__Your objective__
Explain why, according to the essay below, the Russian Revolution does not show that a crisis can bring about the rollback of government power that libertarians want. Answer in one to three sentences.

__Source passage__
============
Bad Is Not Good
How Does an Interventionist Culture Reform Itself?
MARCH 01, 2005 by SHELDON RICHMAN
Filed Under : Statism, Ludwig von Mises, Interventionism
Youthful exponents of the freedom philosophy sometimes believe that things will get better politically only if they first get worse. As statism brings its inevitable hardships, people will correctly identify the causes of their adversity and demand a rollback of government power.
The Russian Revolution, which grew out of a miserable war, seems to support the theory that bad can lead to revolutionary change. But there’s one hitch. The Bolsheviks sought an increase in state power. Libertarians seek a vast reduction. That a crisis can lead to socialism—indeed, totalitarianism—is no evidence that it can lead to capitalism.
============
__Collected data__
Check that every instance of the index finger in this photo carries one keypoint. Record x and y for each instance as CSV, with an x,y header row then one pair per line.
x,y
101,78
============
__Solution to this problem__
The Bolsheviks sought more state power, while libertarians seek a vast reduction of it. A crisis that leads to socialism, or even totalitarianism, is therefore no evidence that a crisis can lead to capitalism.